Rishi Sunak ‘talking rubbish’ in honours list row


Boris Johnson entered in a public slanging match with Rishi Sunak on Monday, saying the Prime Minister was “talking rubbish” in a row over his honours list.

‌Breaking his silence on the resignation of Mr Johnson on Monday morning, the Prime Minister accused his predecessor-but-one of having asked him to overrule the vetting committee to push through his House of Lords nominations.

‌Mr Sunak told an audience in central London that this was not something he was “prepared to do” and if people did not like that, it was “tough”.

‌In the afternoon, Mr Johnson hit back – rejecting Mr Sunak’s claims and accusing him of secretly blocking peerages for Nadine Dorries, the former culture secretary, and others.

‌He released a statement saying: “Rishi Sunak is talking rubbish.

——

## WRITTEN PROBLEM 1
In the honours list article, what led Mr Johnson to hit back at Mr Sunak in the afternoon? Answer in one to three sentences.
## WRITTEN PROBLEM 2
According to the honours list article, for whom did Mr Johnson say Mr Sunak had secretly blocked peerages?
## WRITTEN PROBLEM 3
Write a continuation of the article on the honours list row, starting after the last sentence shown.

(Items from a data source)
——

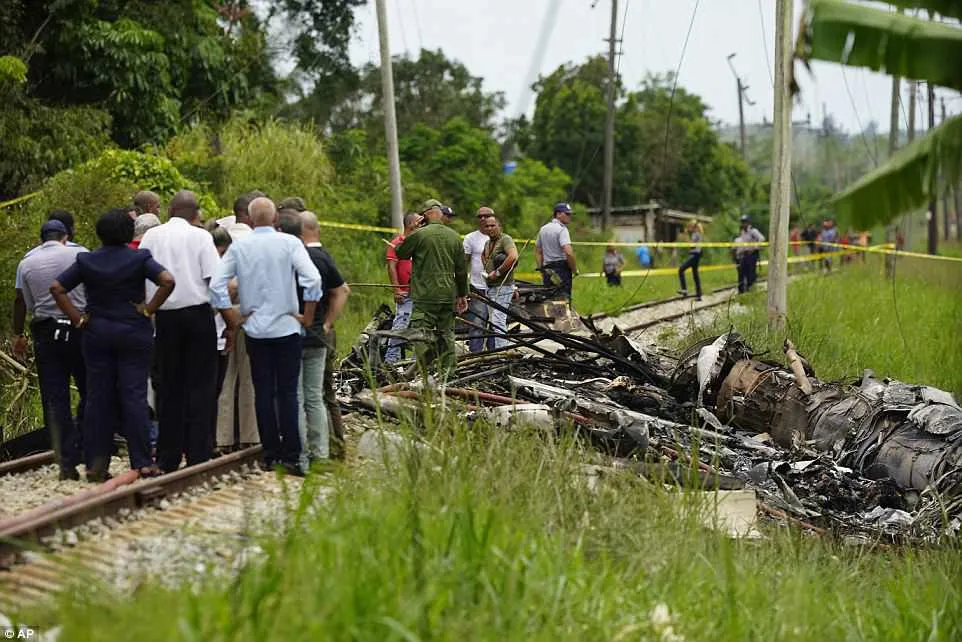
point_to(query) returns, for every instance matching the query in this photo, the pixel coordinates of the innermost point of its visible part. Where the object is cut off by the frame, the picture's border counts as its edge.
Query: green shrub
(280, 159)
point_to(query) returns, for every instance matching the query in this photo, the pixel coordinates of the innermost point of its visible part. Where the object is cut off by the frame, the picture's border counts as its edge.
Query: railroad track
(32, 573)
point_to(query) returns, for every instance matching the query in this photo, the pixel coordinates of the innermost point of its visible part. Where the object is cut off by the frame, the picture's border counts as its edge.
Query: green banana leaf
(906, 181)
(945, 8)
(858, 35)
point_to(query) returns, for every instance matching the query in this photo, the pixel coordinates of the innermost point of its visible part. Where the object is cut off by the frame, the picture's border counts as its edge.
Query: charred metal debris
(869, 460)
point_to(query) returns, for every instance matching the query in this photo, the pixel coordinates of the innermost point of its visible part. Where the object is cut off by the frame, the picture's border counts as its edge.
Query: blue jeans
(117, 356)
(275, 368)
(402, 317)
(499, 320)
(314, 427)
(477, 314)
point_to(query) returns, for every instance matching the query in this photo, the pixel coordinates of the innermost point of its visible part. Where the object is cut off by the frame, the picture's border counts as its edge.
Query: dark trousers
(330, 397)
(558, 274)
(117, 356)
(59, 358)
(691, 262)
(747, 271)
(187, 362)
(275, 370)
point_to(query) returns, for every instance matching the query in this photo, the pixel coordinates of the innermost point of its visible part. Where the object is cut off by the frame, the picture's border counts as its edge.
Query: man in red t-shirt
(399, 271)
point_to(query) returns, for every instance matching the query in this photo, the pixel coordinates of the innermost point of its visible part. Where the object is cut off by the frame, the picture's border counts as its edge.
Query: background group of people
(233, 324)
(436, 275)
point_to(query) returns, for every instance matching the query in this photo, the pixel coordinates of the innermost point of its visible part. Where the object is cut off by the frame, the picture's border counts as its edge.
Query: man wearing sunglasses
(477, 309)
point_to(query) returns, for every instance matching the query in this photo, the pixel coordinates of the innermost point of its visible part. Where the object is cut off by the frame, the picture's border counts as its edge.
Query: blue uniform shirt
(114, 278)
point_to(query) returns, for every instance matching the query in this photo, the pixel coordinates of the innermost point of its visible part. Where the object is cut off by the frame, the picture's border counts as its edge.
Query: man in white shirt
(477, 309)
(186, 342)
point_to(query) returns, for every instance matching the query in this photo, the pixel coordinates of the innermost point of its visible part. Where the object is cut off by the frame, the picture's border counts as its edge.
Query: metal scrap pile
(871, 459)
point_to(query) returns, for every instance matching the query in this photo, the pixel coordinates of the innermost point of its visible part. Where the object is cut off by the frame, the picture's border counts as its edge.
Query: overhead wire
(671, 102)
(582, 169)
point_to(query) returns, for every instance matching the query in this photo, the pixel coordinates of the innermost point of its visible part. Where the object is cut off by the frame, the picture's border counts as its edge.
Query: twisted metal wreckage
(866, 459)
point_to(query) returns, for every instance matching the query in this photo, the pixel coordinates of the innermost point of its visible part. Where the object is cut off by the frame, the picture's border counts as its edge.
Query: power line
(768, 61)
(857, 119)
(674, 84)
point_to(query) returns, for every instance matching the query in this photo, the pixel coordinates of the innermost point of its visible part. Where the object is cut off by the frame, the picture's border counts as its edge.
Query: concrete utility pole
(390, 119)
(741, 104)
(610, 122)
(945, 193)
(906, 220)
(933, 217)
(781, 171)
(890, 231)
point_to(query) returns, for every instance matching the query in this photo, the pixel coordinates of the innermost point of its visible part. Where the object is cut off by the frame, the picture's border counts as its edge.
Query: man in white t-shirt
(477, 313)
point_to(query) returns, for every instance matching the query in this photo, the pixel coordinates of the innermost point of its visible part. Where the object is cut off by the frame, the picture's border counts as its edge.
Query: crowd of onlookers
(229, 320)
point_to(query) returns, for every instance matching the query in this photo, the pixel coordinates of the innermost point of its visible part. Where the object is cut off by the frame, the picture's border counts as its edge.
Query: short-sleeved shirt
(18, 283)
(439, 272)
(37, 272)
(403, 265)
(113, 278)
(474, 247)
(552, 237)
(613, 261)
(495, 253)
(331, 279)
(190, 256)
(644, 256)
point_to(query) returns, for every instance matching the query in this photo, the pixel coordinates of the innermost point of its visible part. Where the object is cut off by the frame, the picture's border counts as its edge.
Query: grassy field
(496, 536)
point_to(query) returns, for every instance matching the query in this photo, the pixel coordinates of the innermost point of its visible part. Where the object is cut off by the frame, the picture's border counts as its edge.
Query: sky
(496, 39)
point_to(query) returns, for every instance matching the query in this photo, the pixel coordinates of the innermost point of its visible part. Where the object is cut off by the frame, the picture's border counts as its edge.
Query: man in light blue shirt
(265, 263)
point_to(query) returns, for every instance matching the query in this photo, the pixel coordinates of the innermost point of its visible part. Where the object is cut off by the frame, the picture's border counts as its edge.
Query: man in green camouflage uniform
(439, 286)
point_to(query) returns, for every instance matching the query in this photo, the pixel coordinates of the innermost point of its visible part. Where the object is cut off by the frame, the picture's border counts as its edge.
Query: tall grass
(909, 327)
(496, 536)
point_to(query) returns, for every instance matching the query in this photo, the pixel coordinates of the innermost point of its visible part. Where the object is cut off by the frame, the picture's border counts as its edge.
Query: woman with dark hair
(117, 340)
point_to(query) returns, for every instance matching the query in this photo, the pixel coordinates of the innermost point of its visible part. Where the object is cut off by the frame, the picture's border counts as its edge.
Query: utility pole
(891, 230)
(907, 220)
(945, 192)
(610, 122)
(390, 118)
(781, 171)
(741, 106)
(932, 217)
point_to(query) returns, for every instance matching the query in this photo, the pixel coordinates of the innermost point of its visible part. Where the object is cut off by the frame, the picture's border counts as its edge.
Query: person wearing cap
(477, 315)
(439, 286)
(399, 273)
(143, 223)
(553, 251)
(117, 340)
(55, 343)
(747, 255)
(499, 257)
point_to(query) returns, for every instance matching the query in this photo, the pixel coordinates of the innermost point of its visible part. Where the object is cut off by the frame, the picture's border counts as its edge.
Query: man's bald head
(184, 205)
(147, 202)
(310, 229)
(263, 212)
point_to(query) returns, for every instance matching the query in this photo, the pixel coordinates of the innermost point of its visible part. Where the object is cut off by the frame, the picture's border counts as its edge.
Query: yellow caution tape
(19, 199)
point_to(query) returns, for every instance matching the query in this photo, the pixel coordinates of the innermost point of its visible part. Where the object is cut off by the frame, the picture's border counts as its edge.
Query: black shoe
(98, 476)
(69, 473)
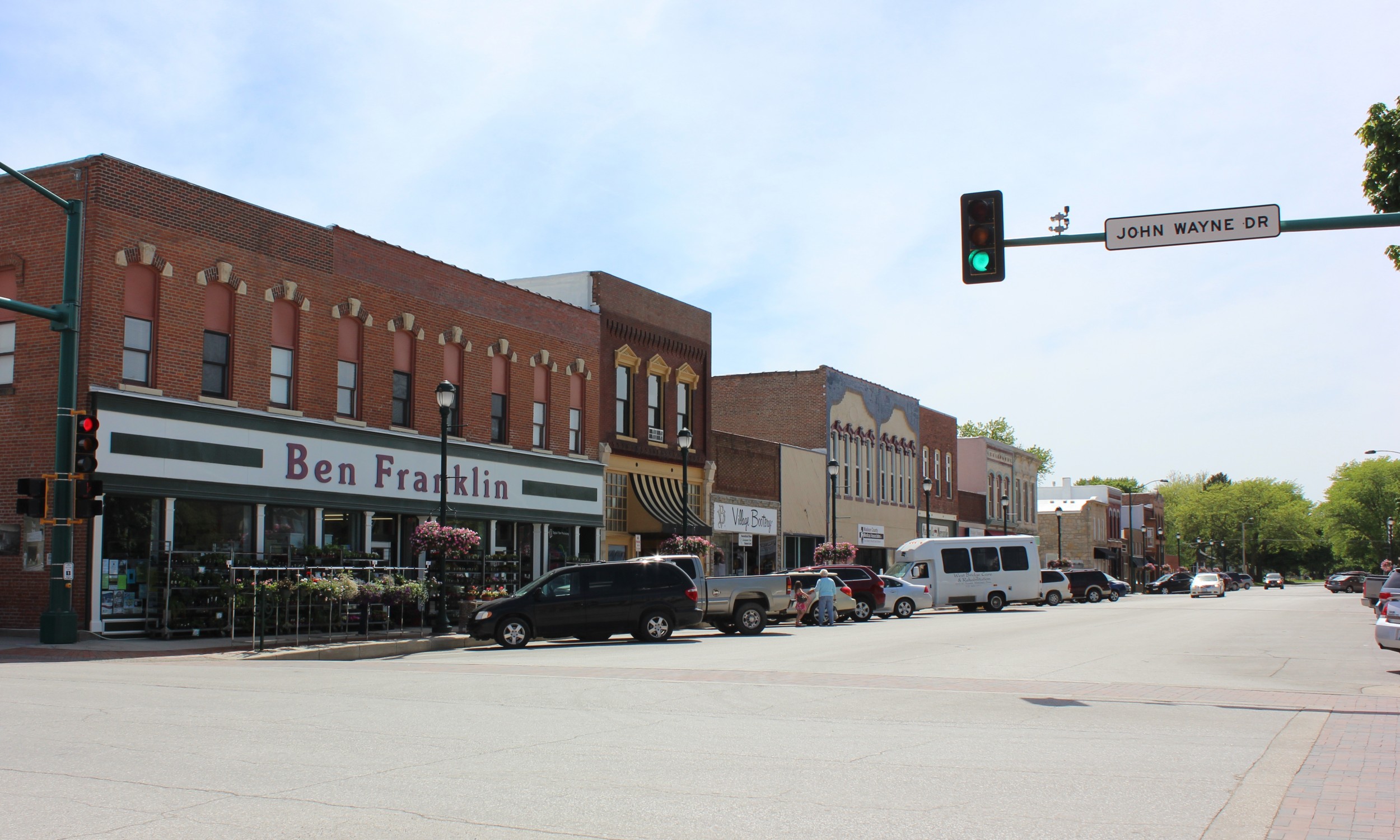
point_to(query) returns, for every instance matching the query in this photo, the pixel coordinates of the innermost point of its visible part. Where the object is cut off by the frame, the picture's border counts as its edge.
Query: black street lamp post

——

## EXPECTED OUTPUT 1
That morning, Mr Sunak accused Mr Johnson of having asked him to overrule the vetting committee to push through his House of Lords nominations. Mr Johnson hit back by rejecting those claims and accusing Mr Sunak of secretly blocking peerages.

## EXPECTED OUTPUT 2
Nadine Dorries, the former culture secretary, and others.

## EXPECTED OUTPUT 3
‌“To honour these peerages it was not necessary to overrule Holac [House of Lords Appointments Commission] – but simply to ask them to renew their vetting, which was a mere formality.”

Privileges committee report due

‌The row came as the Commons privileges committee met to finalise its report into Mr Johnson’s conduct over partygate, which is expected to be damning.

‌However, it is not expected that the report will be published until Wednesday, and it is not yet known whether there would be a Commons debate on the issue.

It is understood the report has been delayed because the committee found to its dismay it takes 48 hours to print a parliamentary document.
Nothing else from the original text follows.